→ ACTIVITY LIST:
• 1. In the number stations text, copy the stretch from "Been here done" through "in practice, however.", swapping "beacons" for "signals".
• 2. Pick up the number stations text after its final sentence and continue it.

→ EXCERPT TO READ:
Number Stations

So what’s the deal with number stations? The shortwave stations that play series of numbers on loops continuously?

Are they really the government’s way of communicating with it’s spies abroad, or simply some goofballs that want to hear looped series of numbers while they sleep?

I admit, I didn’t know about them until one turned up on the tv show LOST.

Been here done this many times on here.

http://boards.straightdope.com/sdmb/showthread.php?t=290250&highlight=Number+Stations

If you don’t like clicking links, nobody who does know has come forward yet, and everyone else is simply speculating.

It seems likely that they are information beacons for field operatives (either governmental or drug-financed) with one-time pads, but they could also be a ruse or a joke.

Interestingly, the one-time pad has been proven absolutely secure as long as the implementation is ideal. That is, no key can ever be reused. It is damned hard to accomplish that in practice, however.

Of course, this proof assumes that the pad is secret (only known to the encryptor and decryptor), which is sort of a strange assumption when you’re broadcasting it in cleartext.

Uh, what?

Presumably, it works like this: The pad is a list of numbers to subtract from the encoded numbers being sent out on the radio frequency. There are precisely two copies of this pad in existence anywhere: The sending station has one and the agent has one. As the station sends out numbers for that operative (at a specified time and frequency) the agent applies the pad and gets the cleartext, which can then be decoded. The pad must be destroyed at both ends once it is used, and that sequence of numbers can never be reused.

It is known that this is absolutely secure. Claude Shannon proved it decades ago. It is, however, usually impractical, because the key must be at least as long as all the cryptext ever sent on that channel.

→ INFORMATION GIVEN:
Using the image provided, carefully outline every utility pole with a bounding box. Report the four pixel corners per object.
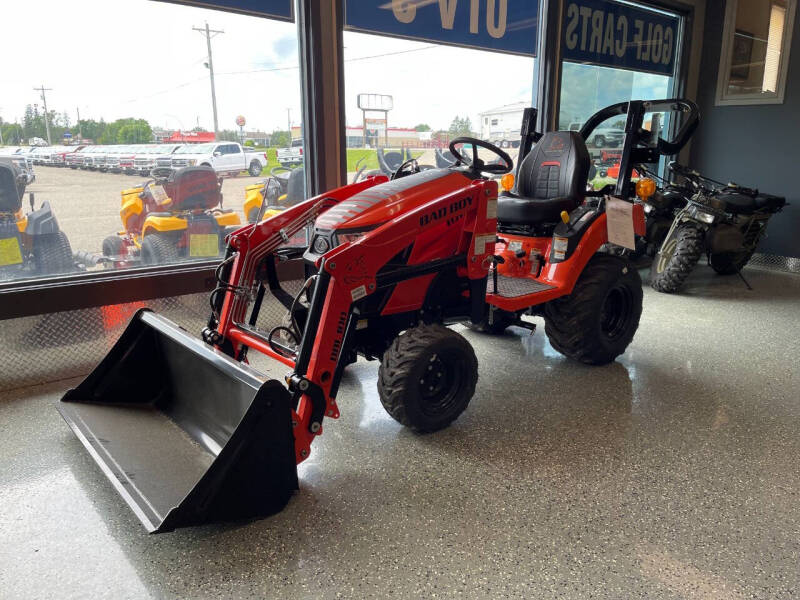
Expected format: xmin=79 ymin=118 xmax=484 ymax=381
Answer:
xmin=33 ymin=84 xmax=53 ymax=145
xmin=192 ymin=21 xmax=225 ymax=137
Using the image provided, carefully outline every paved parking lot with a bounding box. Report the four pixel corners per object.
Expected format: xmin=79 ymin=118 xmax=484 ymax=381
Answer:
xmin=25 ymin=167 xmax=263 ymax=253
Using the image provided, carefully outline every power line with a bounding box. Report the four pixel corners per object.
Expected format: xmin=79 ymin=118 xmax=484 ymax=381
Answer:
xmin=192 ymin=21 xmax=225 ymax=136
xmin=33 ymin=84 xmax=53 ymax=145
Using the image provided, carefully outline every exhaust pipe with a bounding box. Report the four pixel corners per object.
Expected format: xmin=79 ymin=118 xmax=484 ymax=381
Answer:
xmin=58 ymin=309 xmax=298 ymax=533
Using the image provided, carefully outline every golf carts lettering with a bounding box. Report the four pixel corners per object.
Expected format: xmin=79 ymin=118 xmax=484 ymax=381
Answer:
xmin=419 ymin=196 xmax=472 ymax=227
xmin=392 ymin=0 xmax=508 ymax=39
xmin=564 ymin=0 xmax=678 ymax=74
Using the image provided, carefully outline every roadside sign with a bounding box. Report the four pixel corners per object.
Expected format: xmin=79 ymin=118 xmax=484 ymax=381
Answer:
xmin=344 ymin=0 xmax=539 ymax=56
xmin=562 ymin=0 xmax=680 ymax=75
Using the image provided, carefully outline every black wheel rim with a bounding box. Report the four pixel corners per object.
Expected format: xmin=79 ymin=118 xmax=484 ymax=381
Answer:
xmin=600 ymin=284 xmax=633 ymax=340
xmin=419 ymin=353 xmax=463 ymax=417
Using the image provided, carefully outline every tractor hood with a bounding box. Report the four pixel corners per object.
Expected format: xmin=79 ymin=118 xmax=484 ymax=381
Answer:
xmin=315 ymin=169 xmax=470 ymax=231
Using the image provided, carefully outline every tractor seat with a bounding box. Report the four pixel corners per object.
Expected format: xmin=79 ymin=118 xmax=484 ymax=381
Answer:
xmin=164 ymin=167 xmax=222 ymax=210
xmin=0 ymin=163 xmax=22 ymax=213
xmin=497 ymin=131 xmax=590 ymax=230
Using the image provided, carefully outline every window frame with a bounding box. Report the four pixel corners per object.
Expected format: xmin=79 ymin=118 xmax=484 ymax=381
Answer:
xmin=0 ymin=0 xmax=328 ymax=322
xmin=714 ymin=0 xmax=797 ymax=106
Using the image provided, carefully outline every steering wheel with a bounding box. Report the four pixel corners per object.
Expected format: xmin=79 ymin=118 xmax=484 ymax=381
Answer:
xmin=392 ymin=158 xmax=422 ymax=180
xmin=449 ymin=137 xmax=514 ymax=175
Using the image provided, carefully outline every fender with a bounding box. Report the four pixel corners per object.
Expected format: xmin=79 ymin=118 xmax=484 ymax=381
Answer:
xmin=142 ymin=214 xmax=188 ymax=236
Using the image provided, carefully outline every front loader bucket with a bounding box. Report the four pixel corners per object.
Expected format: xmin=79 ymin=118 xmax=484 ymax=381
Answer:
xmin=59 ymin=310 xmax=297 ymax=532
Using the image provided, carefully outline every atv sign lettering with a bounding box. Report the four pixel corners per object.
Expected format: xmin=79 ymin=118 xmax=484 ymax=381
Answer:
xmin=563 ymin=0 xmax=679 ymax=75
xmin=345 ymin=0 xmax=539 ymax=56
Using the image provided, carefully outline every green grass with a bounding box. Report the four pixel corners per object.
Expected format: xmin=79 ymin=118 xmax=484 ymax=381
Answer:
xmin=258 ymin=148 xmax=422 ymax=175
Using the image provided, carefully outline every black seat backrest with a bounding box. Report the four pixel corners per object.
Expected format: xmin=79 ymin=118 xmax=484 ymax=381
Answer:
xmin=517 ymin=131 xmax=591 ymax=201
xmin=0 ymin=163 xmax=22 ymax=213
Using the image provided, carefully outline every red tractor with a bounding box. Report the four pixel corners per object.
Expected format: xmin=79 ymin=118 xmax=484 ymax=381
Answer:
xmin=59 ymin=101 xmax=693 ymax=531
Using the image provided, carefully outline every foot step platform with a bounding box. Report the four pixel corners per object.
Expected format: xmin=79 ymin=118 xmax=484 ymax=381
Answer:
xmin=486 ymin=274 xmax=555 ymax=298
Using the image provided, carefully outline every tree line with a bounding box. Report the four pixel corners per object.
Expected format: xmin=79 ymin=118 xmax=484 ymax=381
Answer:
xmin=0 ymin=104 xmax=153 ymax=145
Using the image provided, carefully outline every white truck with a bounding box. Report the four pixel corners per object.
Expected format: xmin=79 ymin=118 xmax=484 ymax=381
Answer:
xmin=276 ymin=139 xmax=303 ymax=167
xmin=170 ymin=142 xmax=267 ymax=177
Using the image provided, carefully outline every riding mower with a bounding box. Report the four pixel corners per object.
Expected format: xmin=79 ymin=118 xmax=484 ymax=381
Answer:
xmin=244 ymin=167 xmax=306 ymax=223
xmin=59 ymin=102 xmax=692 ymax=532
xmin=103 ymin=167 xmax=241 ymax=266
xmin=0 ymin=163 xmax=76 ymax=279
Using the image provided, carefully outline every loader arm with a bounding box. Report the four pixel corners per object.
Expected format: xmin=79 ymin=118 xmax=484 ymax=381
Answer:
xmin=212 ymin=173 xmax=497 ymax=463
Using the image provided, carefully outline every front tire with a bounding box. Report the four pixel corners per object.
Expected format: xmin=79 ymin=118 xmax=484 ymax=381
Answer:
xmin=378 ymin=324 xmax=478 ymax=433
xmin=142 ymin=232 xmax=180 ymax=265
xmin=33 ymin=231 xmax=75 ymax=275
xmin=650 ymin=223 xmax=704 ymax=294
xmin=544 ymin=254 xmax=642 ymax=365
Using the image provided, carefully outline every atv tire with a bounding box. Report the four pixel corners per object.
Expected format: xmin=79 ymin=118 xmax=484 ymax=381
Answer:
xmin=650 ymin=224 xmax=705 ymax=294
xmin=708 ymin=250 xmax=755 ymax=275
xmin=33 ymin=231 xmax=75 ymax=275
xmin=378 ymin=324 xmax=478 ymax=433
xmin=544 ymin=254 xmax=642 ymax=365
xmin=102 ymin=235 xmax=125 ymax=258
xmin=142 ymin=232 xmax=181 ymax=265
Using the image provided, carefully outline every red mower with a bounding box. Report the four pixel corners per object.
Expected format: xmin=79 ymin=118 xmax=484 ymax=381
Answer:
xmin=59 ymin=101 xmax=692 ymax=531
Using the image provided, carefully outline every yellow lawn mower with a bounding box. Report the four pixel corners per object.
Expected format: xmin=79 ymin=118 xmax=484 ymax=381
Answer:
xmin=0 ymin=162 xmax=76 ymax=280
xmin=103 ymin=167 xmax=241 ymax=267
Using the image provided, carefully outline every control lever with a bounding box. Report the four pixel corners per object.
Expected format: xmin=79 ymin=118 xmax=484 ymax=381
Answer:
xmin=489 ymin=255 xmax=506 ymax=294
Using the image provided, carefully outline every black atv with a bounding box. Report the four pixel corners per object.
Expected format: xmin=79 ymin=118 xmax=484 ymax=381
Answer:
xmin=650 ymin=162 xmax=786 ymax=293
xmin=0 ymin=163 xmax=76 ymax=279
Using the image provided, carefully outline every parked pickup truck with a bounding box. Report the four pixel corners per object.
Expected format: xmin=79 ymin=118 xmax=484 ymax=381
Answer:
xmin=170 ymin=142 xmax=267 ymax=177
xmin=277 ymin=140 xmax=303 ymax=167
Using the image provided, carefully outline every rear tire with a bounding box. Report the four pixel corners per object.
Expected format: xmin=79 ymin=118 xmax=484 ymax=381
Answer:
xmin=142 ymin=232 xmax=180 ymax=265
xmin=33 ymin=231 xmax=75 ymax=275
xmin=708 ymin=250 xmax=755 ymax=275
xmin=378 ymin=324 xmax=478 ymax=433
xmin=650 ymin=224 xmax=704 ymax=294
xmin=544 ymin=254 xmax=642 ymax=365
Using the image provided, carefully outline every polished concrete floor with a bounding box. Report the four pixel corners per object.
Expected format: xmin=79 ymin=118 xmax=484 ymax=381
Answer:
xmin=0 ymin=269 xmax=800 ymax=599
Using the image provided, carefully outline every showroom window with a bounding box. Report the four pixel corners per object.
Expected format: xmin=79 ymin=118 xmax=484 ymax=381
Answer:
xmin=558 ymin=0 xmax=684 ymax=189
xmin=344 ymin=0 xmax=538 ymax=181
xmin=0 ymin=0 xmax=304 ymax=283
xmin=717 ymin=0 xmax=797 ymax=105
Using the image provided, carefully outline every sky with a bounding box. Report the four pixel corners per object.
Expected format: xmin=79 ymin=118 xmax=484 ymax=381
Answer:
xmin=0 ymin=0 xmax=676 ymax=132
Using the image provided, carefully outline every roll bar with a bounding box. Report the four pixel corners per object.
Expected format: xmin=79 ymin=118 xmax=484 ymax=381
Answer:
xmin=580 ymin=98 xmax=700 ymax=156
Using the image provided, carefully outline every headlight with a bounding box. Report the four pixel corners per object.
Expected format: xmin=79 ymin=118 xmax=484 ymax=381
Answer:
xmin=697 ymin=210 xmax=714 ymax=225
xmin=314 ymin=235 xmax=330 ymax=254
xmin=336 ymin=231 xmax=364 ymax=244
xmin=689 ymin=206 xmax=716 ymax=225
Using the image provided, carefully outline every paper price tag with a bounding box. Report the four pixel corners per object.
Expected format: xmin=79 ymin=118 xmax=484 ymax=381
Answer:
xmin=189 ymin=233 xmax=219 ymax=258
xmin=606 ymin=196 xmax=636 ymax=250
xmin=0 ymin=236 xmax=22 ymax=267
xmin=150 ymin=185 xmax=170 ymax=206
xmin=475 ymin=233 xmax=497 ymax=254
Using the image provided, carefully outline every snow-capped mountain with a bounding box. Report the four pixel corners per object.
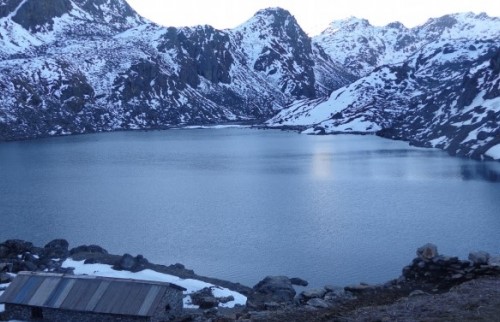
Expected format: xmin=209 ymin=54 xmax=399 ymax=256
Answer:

→ ANSWERS TO THE TASKS:
• 1.
Been here done this many times on here.

http://boards.straightdope.com/sdmb/showthread.php?t=290250&highlight=Number+Stations

If you don’t like clicking links, nobody who does know has come forward yet, and everyone else is simply speculating.

It seems likely that they are information signals for field operatives (either governmental or drug-financed) with one-time pads, but they could also be a ruse or a joke.

Interestingly, the one-time pad has been proven absolutely secure as long as the implementation is ideal. That is, no key can ever be reused. It is damned hard to accomplish that in practice, however.

• 2.
Oh, sorry, I misunderstood, braindead today. I thought you meant that they were sending out new pads, not using existing ones to send information (stupid idea, I agree; I don’t know why I read you that way). I know the OTP is secure when correctly used.

To be fair, they could be sending out new keys using that method: The field agent is told to tune in to a specific frequency and use his pad to decrypt the stream of numbers he hears, which then becomes a 128-bit key for the symmetric-key cipher he’s using on his laptop.

But that’s Rube Goldberg-esque.

Using a one-time pad to send a key is a reliable yet fallible procedure. If anybody has got hold of the one-time pad, you’re shot, whether your communication is a new key or “attack at dawn”. (If the new key is encrypted by a less secure method, you’ve added another layer of confusion, but not something that can defeat cryptoanalysis. Unless the new key relies on its own one-time pad, etc.)

Precisely. One-time pads aren’t used much in cryptography because they are horribly impractical to deploy on a large scale, and there are good algorithms that aren’t as theoretically secure but are more than secure enough and worlds more practical.